» Exercise task A: In the crash recovery notes, what is the solution when a block exists in both a file and the free list?

» Text provided:
* START *

Crash Recovery

Crash recovery #

  • Crashes can happen anywhere
  • Lost data
  • Inconsistency
    • Modification affects several blocks
    • Add block to file: modify 2 blocks (bitmap, inode)
  • “Atomic ops”: all or nothing for multi-block ops?

fsck #

  • Fix on reboot
  • Checks to see if system shutdown cleanly
    • Set flag on disk during normal shutdown
    • If hard shutdown, flag won’t be set - then run fsck
    • Reboot: clear flag
  • If not, scan disk, find and fix inconsistencies


  • Restore consistency
  • Minimize information loss


  • Can still lose information
  • System can be unusable
  • Security issues: sensitive information can be duplicated to a different file
  • Slow
    • Read entire 5TB disk sequentially: 8hr, 10% randomly: weeks

Possible scenarios:

  1. Block exists in both file and free list
    • Solution: remove from free list
  2. Inode reference count != number of directory entries
    • Solution: change reference count
  3. Block in 2 different files
    • Solution: give it to newest file
    • Alternatively: duplicate block, give each a copy
  4. Inode reference count nonzero, but no directory entries
    • Solution: Create link that is a directory entry in /lost+found

Ordered writes #

  • Adding block to file:
    • Write free list (“allocated”)
    • Write inode


  1. Initialize target before storing pointer
  2. Nullify existing pointers before reusing target
  3. Set new pointer to a live resource/target before clearing last pointer


  • Can have block in both places


  • Can lose block
  • Performance: defeats cache for writing
  • Resource leaks
    • Run fsck in background to recover lost resources


  • No synchronous writes
  • For each block in cache: other blocks to write first
  • Write dependencies first

Write-ahead logging (journaling file system) #

Currently used in Linux ext3/ext4, Windows NTFS, Apple HFS+/APFS

Log: Detect/fix inconsistencies without full scan

  • Before any operation: record info in the log
  • Add block to file
  • Sync update log
  • After crash: replay log
    • At this point the system will be back to full integrity


  • Recovery fast
  • Eliminates inconsistencies
  • Log written sequentially, and is fast
  • Can delay metadata writes


  • Log grows!
  • Synchronous disk writes can lose data

Operation types:

  1. Before flushing cache, write log to disk
  2. For each cache block, last log position related to block

When flushing disk block, make sure log is flushed

Log truncation #

  • Stop system, flush cache, truncate log
  • Save head position, flush cache, keep operating
  • Delete log entries older than saved head

Log contents #

  • File metadata
  • High level operations (i.e., add block x to inode y at index z)
  • Physical operations (set bytes x-y of block z to D)
  • Must group records

fsync #

  • Kernel call that forces all data for a file to disk
  • Can be invoked by program

* END *

[Dataset entries]

* START *

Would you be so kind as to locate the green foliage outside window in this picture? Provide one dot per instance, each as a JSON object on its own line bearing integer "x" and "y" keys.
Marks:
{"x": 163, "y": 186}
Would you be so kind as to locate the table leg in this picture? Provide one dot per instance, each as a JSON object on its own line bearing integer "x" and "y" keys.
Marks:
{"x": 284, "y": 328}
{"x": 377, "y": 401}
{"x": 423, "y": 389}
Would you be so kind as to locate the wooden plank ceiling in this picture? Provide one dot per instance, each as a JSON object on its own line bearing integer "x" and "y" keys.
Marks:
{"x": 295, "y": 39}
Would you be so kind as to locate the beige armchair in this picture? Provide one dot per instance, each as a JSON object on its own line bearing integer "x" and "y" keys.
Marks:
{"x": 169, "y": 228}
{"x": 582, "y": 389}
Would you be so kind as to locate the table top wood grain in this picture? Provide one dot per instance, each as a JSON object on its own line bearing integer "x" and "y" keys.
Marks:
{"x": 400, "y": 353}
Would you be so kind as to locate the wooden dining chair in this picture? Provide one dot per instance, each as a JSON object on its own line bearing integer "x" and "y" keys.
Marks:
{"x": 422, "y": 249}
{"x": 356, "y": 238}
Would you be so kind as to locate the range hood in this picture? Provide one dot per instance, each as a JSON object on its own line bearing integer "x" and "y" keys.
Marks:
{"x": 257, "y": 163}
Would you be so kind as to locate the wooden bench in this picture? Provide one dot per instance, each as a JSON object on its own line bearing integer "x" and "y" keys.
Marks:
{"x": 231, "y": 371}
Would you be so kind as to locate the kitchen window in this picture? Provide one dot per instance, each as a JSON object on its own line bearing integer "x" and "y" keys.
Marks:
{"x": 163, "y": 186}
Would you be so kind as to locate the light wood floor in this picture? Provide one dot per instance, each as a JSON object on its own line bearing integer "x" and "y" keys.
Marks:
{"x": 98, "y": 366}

* END *

» Exercise task B: Locate every line in the rows that contains the word "wooden" and copy each of those lines.

» Correct response A: Remove the block from the free list.

» Correct response B:
Would you be so kind as to locate the wooden plank ceiling in this picture? Provide one dot per instance, each as a JSON object on its own line bearing integer "x" and "y" keys.
Would you be so kind as to locate the wooden dining chair in this picture? Provide one dot per instance, each as a JSON object on its own line bearing integer "x" and "y" keys.
Would you be so kind as to locate the wooden bench in this picture? Provide one dot per instance, each as a JSON object on its own line bearing integer "x" and "y" keys.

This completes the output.